[Rows from a pointing dataset]
══════════
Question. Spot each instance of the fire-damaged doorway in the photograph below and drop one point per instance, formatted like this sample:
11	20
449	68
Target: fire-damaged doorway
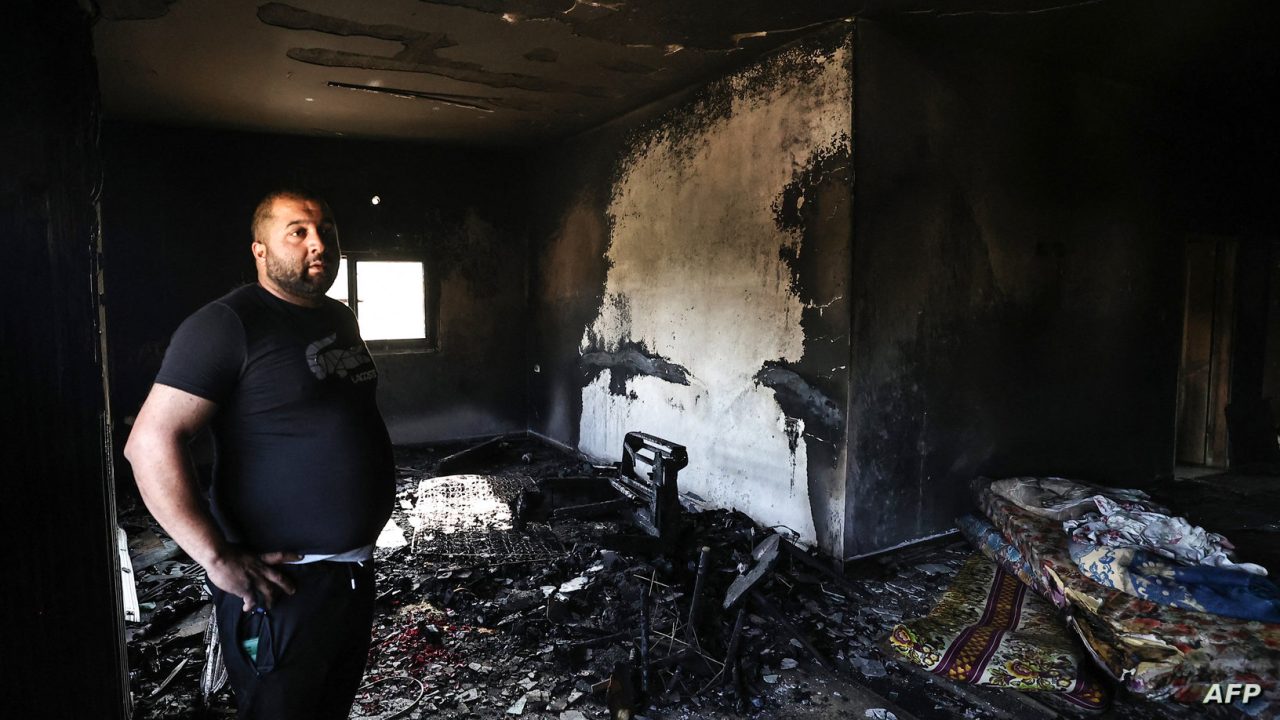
1228	376
1203	377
══════════
◆ Requirement ◆
Rewrite the data above with "fire-damaged doorway" changed to "burned entryway" and everything else left as it is. Omit the pictures from your answer.

◆ Answer in full ◆
Question. Spot each instance of the burned entryway in the photograph below and drop one point per instance, formatted like this sample:
11	20
449	68
Target: burned entryway
1228	376
1203	377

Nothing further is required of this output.